━━ MATERIAL TO PROCESS ━━

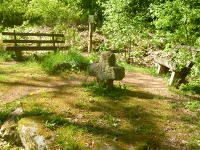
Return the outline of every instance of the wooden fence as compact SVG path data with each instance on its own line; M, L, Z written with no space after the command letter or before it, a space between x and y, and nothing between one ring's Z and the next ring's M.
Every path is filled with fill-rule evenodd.
M19 33L19 32L2 32L4 36L12 36L12 39L3 40L3 43L14 44L13 46L6 46L7 51L38 51L38 50L58 50L67 49L67 47L57 46L60 43L65 43L63 34L47 34L47 33ZM50 37L50 40L24 40L24 37ZM18 38L19 37L19 38ZM62 40L57 40L62 38ZM36 46L30 46L28 44L37 44ZM20 44L25 44L21 46ZM42 44L51 44L50 46L42 46Z

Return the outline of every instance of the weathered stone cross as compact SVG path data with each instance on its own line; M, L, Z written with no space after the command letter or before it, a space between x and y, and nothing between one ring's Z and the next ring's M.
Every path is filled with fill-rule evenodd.
M89 66L89 74L96 76L99 84L113 88L114 80L122 80L125 77L125 69L116 64L114 53L106 51L101 54L98 63Z

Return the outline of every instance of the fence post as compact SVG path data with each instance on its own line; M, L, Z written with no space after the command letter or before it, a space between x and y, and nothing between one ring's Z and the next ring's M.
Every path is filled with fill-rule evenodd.
M92 34L93 34L93 23L94 15L89 15L89 34L88 34L88 53L92 52Z
M52 40L53 40L53 47L55 48L56 47L56 43L55 43L55 36L54 36L54 34L52 34ZM55 49L54 53L56 53L56 52L57 52L57 50Z
M16 36L16 32L14 30L14 41L15 41L15 47L17 47L17 36ZM22 59L22 52L21 51L15 51L15 55L17 60L21 60Z

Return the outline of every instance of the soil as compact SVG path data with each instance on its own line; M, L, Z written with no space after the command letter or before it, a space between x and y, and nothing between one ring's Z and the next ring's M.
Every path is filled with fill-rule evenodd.
M154 77L147 73L126 72L122 83L135 85L141 91L167 97L167 101L189 101L189 99L169 91L166 81L161 77Z

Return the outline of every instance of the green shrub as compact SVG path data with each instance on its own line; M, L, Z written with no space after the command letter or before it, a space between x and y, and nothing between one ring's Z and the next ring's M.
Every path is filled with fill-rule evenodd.
M181 85L180 89L193 94L200 94L200 81L193 81L185 85Z
M84 70L89 60L79 52L71 50L68 53L49 53L42 61L44 71L55 74L67 69Z
M184 104L185 108L190 109L191 111L196 111L200 109L200 101L191 101Z
M11 61L11 60L13 60L11 52L0 50L0 62Z

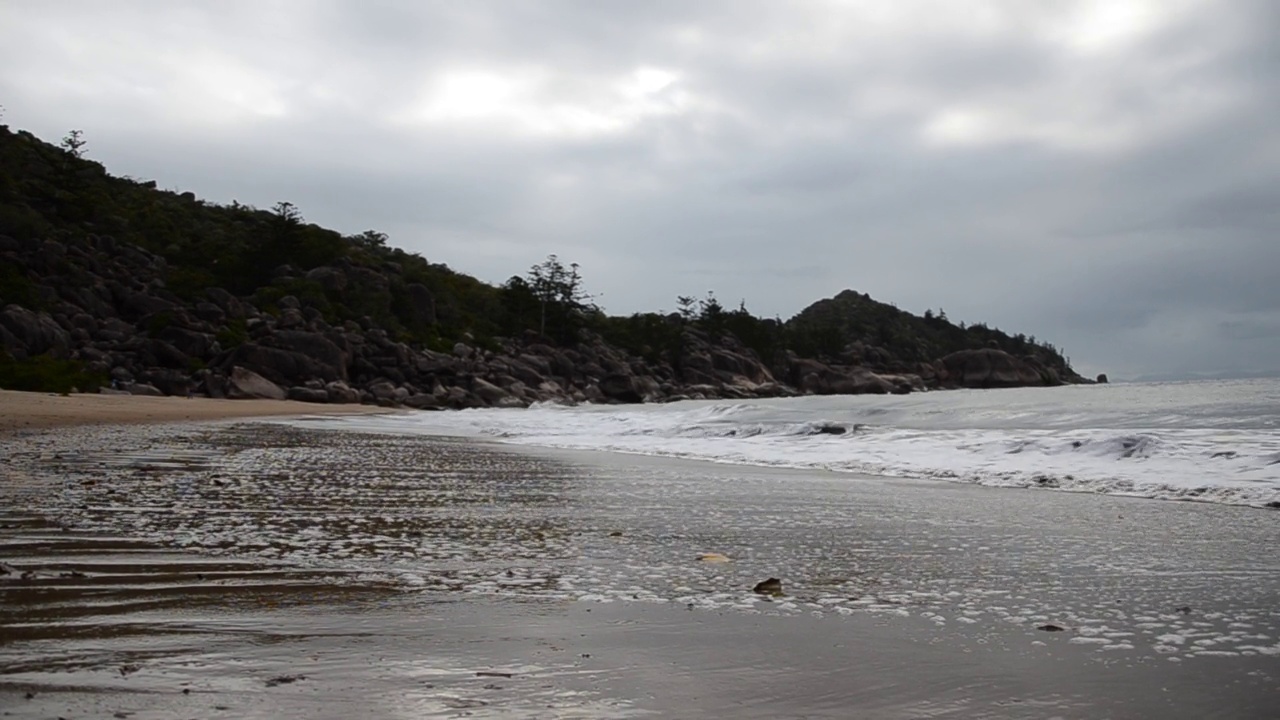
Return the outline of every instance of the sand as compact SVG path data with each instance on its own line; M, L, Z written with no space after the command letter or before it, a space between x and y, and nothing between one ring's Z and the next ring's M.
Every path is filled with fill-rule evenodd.
M72 425L165 423L290 415L389 412L367 405L317 405L292 400L213 400L0 390L0 434Z

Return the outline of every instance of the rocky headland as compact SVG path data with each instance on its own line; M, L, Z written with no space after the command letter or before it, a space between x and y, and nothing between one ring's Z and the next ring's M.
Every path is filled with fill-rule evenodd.
M204 203L0 127L0 386L419 409L1086 382L1061 353L846 291L781 322L715 298L609 317L554 256L493 287Z

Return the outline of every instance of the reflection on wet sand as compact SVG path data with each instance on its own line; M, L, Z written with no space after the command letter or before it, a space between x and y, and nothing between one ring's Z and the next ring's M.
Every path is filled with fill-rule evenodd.
M1257 511L288 425L0 452L14 717L1234 718L1280 688Z

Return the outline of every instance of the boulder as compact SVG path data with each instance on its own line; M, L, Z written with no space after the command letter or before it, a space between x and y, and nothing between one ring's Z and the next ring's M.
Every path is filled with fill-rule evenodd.
M307 271L306 278L320 283L326 293L341 294L347 289L347 274L336 267L318 267Z
M329 393L325 390L317 390L315 388L294 385L285 393L285 397L298 402L309 403L327 403L329 402Z
M506 390L503 390L497 385L481 378L476 378L472 382L471 392L475 393L477 397L484 400L486 403L495 406L501 405L501 403L511 397L511 394Z
M285 396L279 385L239 365L231 369L227 378L227 397L233 400L284 400Z
M395 383L390 380L379 380L368 387L369 394L377 400L391 401L396 395Z
M953 387L1004 388L1051 384L1034 367L1003 350L960 350L942 358L944 382Z
M263 342L267 341L264 338ZM258 342L240 345L224 357L220 357L217 364L223 368L238 365L279 385L302 385L313 378L325 382L342 379L337 368L327 363L300 352L270 347Z
M444 407L435 395L429 393L410 395L405 398L404 405L415 410L440 410Z
M600 379L597 387L605 398L614 402L644 402L643 389L637 387L635 378L631 375L622 375L620 373L607 375Z
M156 333L157 340L163 340L170 346L183 353L195 358L203 358L209 355L213 348L213 336L208 333L196 332L171 325Z
M1097 379L1095 382L1097 382L1099 385L1106 385L1106 384L1107 384L1107 374L1106 374L1106 373L1099 373L1099 374L1098 374L1098 379Z
M142 372L138 379L159 388L165 395L186 395L193 387L191 377L181 370L152 368Z
M324 386L325 394L329 397L329 402L343 405L352 405L360 402L360 393L352 389L349 385L341 380L335 380Z
M325 366L334 376L326 380L348 379L347 364L351 358L350 351L339 347L325 335L301 330L278 330L275 334L264 338L262 343L268 347L300 353Z
M0 311L0 327L7 331L0 337L14 355L49 353L56 358L66 358L70 354L71 335L49 313L9 305Z
M144 397L164 397L164 393L155 385L147 383L129 383L124 387L130 395L142 395Z

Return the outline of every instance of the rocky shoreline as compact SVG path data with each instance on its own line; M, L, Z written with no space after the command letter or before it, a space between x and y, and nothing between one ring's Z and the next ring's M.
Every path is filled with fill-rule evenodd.
M102 392L364 403L416 409L525 407L535 402L639 403L805 394L907 393L954 387L1080 382L1033 357L998 348L934 362L833 364L794 353L766 363L732 334L685 327L678 354L629 355L589 331L558 346L536 332L452 352L413 347L373 319L330 324L292 295L270 308L210 288L195 302L166 287L165 260L111 237L19 241L0 236L0 260L38 278L46 309L0 311L0 346L19 360L71 359L109 379ZM397 268L388 263L384 272ZM303 272L276 269L282 284L305 279L335 289L369 284L368 268L339 261ZM434 312L419 288L417 311ZM673 316L672 322L678 322ZM872 348L871 350L876 350Z

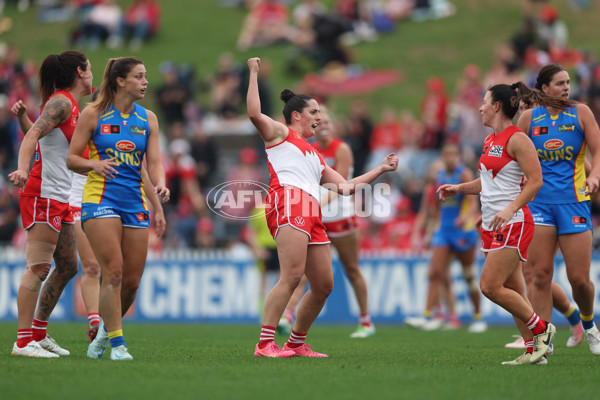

━━━

ASSIGNMENT
Look over the records above and filter for each line with the word "fence".

COMPLETED EXERCISE
Return the outline of every instance of the wooden fence as compact SVG path data with each instance on its own line; M, L, Z written with no space after the command letter or before it, a space between x and y, and nothing between one ring's Z and the next ring's M.
Return the outline of every instance of the fence post as compact SVG path data with each instance on its own line; M, L, Z written with no space after the command letter or before it, a space between x and y, and nothing between one ring's Z and the next ring's M.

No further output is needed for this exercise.